Work to complete ▸
In this exercise, every entry below is to be reproduced word for word.

Data extract ▸
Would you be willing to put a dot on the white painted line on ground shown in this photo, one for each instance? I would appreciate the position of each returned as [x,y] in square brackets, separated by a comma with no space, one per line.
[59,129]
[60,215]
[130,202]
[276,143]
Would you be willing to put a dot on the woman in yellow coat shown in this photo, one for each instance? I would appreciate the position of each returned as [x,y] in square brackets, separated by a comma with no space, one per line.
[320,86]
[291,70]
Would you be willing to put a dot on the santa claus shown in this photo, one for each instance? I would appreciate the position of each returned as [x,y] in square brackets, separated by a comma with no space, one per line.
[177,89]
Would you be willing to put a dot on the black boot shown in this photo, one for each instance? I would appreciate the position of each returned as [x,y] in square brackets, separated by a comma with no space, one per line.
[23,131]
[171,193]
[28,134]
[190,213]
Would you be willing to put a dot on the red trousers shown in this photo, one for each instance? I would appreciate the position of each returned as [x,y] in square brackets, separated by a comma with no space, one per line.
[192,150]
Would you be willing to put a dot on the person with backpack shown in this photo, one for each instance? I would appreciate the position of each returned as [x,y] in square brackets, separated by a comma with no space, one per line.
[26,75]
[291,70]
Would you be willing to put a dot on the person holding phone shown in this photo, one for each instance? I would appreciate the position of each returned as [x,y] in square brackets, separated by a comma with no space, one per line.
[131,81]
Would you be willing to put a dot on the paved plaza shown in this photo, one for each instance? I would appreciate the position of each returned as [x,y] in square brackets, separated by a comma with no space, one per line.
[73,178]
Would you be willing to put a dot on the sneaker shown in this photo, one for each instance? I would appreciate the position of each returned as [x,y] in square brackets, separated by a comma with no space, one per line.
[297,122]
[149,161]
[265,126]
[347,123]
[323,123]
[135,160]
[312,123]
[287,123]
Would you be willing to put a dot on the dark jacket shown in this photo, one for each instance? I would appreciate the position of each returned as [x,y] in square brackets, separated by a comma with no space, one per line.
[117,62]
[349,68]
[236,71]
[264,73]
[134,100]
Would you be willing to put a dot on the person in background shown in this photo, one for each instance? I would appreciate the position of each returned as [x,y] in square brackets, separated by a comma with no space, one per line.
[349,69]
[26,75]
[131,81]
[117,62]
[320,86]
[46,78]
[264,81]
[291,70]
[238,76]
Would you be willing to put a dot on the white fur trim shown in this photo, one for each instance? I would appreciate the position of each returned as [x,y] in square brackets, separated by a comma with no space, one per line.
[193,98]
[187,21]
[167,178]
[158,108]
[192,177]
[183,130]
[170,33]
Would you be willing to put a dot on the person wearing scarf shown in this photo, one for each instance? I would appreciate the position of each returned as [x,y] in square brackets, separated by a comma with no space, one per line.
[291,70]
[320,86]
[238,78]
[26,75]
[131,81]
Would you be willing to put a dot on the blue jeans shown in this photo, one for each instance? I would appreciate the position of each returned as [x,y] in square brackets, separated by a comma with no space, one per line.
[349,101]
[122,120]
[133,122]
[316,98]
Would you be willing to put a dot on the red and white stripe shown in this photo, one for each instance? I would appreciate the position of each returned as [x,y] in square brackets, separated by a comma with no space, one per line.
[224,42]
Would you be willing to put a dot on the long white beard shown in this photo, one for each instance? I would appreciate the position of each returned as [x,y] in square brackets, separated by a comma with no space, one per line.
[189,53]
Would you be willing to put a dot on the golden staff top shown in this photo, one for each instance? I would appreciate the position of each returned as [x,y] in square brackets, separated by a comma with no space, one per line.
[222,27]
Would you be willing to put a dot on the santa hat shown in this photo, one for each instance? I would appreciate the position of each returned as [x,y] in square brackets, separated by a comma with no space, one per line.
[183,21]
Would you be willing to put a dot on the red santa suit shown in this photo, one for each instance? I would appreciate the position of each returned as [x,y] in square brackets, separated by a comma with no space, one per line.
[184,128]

The completed task ▸
Would you be willing to put a dot on the white painted line on ground shown in this photo, one for each instance? I would appreciate the position of each returned as [x,y] in square brackets, separated by a comma with no space, one per line.
[59,129]
[60,215]
[130,202]
[276,143]
Would you be willing to put a dot on the woman in yellow coat shown in this photo, one for each instance? I would appreciate the position of each returned as [x,y] in square brackets, separated by a comma with no space, one per line.
[320,86]
[291,70]
Would you be willing to put a dot on the santa claus shown in this photo, one for each instance? I would appreciate the position of each returned as [x,y] in square brackets, separated by a comma with no space, one per line.
[177,89]
Would you be willing to put a dot on the black boot shown in this photo, one for each instance? I would appreciate the position of each returned as [x,y] in square brackets, separated by a comma with no space, one per line.
[23,131]
[171,193]
[28,134]
[190,213]
Would you be willing to put a dot on the red trousers shown in this photo, one for each instance? I would appreciate the position of each returned as [x,y] in square brackets, separated by a comma with no space, one per line.
[192,150]
Would you be willing to put a dot on the person with backpack shown in this photo, one for each instance? I would appreciate the position of each returned as [x,y] in square brackets, separated by a comma with no space, one per line.
[26,75]
[291,70]
Would you be willing to put a dot on the person holding phone shown in this photo, one for each instance? I would appreciate the position of each returned as [x,y] in square brackets, separated by a comma with no space, one per line.
[131,81]
Would you be willing to put a dot on the paved plaza shown in this photo, one for each instance? I would appreciate the position of each returned as [x,y] in square brackets, separated by a comma with no space, one per line.
[73,178]
Would you be willing to put a dot on the sneaker shown in this photo, one for each instance? I would appreciate the position of each returned as [x,y] in square brackets, separated by a comma with no space, one per line.
[297,122]
[149,161]
[265,126]
[347,123]
[323,123]
[135,160]
[312,123]
[287,123]
Would you be willing to put a dot on the dark jacket shown in this photo, one for each instance? I would appreciate the position of each returned as [x,y] in square brackets, separated by a comma with no space, one per line.
[117,62]
[349,68]
[236,71]
[264,73]
[134,100]
Would you be willing to put a dot on the person in background shown in this photo, one for each instance? I would appreciate the position of each returned as [x,y] in square brackets, separated by a comma with no space, one per line.
[349,69]
[26,75]
[131,81]
[117,62]
[320,86]
[46,78]
[264,81]
[291,70]
[238,76]
Would you be willing to put a dot on the white fur trim shown in this photo, one for each instance? I would appreciate the position of each returned as [x,y] in square brackets, separated by a comma with no space, one per line.
[193,98]
[187,21]
[167,178]
[158,108]
[192,177]
[183,130]
[170,33]
Would you be willing to put a dot on the person wearing scarf shown in this photo, one for each instance? I would appreciate the position of each returned as [x,y] in square brackets, separated by a comma with no space, one per line.
[291,70]
[320,86]
[238,78]
[26,75]
[131,81]
Would you be willing to put a dot on the blue jeans shown in this photo, one for each instance? I would appreciate the position of each returned as [x,y] in square brackets, separated by a comma with no space, one per line.
[349,101]
[122,120]
[133,122]
[316,98]
Would you be willing to put a dot on the red and white stripe shown in this photo, one for each instance? I would appreciate the position of each returned as [x,y] in square brackets, separated by a comma with no space, one per line.
[224,42]
Would you be willing to put a dot on the long white beard shown in this photo, one for each instance? I would appreciate the position of each returned as [x,y] in square brackets, separated by a comma with no space, one per line.
[189,53]
Would you be willing to put a dot on the golden staff top shown in this photo, one for each instance? I would appreciate the position of each returned as [x,y] in square brackets, separated by a comma with no space, one per line.
[222,27]
Would you be willing to put a dot on the santa hat shown in this photo, one for each instance? I would appreciate the position of each returned as [x,y] in square brackets, separated by a comma with no space, one per line.
[183,21]
Would you be willing to put a dot on the red santa suit shown in this photo, one for each instance? I would appreciate the position of each returned as [x,y] in square brackets, separated by a comma with no space, one per line.
[184,128]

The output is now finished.